Work instructions:
Scan the records that follow, and whenever a line has the word "wall", copy it.

━━━━━ Source information

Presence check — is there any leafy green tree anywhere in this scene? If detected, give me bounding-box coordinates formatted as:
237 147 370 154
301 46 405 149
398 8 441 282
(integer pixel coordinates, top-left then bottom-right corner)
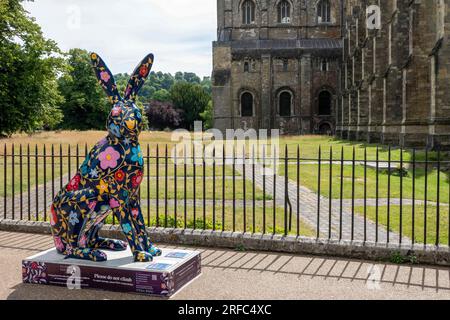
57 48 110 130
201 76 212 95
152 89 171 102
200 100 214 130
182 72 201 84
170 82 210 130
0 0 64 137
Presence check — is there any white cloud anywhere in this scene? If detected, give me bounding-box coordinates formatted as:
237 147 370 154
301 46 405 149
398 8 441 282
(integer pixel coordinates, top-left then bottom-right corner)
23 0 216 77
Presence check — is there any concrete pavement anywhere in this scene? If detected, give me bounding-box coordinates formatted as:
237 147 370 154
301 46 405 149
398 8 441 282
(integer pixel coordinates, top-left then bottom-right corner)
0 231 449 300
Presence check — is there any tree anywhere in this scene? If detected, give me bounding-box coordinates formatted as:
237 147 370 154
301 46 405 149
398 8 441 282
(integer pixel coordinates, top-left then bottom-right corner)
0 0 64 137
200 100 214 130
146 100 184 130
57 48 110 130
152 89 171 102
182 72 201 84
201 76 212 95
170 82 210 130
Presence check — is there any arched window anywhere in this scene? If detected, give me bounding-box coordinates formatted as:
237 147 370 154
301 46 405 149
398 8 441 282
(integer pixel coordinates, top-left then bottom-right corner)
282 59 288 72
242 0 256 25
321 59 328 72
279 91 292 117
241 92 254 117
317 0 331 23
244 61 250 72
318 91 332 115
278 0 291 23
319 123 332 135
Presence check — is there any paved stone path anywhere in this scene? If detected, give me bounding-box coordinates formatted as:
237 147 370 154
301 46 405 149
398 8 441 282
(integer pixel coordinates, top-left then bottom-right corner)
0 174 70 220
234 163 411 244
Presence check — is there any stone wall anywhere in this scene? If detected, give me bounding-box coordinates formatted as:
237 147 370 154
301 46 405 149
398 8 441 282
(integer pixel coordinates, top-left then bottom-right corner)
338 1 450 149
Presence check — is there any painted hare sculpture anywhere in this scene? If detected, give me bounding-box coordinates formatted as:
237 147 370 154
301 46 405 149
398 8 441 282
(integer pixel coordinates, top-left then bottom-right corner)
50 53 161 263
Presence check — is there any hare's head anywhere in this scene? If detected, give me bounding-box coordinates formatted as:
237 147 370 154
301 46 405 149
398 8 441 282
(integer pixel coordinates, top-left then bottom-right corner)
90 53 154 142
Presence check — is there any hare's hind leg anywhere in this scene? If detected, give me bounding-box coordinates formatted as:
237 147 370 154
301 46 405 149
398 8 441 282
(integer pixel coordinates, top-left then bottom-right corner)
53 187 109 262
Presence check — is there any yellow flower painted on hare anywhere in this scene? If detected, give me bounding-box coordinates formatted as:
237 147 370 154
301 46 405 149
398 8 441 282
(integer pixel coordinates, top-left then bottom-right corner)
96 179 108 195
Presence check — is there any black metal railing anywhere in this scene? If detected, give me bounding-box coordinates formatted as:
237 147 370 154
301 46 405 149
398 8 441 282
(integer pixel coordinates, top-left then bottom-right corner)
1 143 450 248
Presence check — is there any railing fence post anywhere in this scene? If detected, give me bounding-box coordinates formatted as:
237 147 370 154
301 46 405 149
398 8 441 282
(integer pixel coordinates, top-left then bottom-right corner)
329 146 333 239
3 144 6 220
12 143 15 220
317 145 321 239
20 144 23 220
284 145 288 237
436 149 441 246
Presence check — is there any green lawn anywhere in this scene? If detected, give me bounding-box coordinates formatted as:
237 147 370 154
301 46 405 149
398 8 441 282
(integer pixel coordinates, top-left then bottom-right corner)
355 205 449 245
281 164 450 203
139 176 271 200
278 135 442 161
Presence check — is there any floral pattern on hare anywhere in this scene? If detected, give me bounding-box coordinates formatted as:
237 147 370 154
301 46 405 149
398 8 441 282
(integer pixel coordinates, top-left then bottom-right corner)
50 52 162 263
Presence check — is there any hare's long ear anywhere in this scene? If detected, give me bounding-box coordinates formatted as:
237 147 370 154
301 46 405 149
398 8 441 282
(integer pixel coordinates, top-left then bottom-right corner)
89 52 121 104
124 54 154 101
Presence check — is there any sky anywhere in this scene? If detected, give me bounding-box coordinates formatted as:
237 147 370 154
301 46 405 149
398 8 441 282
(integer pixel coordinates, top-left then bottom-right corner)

━━━━━━━━━━
━━━━━ Source information

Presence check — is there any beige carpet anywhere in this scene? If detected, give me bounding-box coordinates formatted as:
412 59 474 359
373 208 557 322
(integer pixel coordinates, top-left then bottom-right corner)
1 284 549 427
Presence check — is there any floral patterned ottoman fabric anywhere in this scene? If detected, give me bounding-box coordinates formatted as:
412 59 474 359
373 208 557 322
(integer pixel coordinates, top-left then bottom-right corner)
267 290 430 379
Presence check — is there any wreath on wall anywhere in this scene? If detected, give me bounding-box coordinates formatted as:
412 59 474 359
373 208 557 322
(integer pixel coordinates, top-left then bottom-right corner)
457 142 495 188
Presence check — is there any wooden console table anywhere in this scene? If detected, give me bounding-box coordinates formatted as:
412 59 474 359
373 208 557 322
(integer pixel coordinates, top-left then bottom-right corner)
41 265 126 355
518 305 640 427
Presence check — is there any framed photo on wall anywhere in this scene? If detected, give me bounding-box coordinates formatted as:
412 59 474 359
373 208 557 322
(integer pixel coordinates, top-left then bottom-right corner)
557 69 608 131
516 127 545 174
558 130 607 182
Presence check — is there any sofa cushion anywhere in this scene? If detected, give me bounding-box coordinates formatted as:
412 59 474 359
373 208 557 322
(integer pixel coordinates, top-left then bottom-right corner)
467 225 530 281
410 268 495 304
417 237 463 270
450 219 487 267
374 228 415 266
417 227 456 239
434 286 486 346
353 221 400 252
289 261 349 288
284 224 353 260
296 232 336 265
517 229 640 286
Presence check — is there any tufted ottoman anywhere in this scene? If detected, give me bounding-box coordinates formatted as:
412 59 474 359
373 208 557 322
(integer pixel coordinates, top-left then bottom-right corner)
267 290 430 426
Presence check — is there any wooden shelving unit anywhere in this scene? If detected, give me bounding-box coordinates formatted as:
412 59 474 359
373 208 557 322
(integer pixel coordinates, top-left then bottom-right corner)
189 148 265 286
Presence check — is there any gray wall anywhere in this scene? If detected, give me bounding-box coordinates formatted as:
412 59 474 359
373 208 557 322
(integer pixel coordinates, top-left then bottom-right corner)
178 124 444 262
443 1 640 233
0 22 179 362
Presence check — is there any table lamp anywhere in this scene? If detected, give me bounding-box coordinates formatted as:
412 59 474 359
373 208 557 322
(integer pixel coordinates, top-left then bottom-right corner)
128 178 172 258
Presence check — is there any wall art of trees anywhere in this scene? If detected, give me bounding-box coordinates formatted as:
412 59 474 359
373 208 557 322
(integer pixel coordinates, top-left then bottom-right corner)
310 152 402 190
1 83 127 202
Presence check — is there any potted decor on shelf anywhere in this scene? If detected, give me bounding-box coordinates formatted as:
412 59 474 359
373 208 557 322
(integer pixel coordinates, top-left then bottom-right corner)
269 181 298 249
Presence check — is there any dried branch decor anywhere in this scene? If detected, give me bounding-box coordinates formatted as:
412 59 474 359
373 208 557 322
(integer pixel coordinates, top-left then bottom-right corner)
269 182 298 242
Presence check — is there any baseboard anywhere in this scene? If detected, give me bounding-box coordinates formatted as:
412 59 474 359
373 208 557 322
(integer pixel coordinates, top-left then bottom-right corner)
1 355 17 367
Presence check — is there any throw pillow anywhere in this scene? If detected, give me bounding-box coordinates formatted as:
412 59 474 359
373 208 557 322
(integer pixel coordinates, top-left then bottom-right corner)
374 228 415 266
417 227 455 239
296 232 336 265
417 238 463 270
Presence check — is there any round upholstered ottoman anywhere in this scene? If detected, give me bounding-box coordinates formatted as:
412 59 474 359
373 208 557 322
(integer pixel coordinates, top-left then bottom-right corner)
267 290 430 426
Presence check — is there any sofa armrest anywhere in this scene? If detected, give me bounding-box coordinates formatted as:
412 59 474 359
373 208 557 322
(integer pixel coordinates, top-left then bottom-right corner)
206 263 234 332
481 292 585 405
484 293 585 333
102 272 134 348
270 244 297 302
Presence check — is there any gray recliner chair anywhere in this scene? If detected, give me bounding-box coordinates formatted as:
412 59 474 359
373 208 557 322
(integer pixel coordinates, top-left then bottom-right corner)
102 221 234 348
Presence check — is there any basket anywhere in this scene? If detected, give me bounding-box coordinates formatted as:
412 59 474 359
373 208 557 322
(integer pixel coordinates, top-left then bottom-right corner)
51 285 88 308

━━━━━━━━━━

Reply to the task:
Presence check — is there any stone wall anywhere in this scene? If detected, give me bounding-box coordinates formatted as:
Presence check — is there any wreath on wall anywhere in this scene? If detected, give me bounding-box coordinates formatted as:
Presence check — is there any framed photo on wall anywhere in this scene? If detected, give me bounding-box coordinates formatted as:
Presence check — is there any gray wall anywhere in this scene? If detected, give me bounding-box coordinates formatted as:
Presence check — is there any wall art of trees anywhere in this scene? If detected, give me bounding-box coordinates formatted as:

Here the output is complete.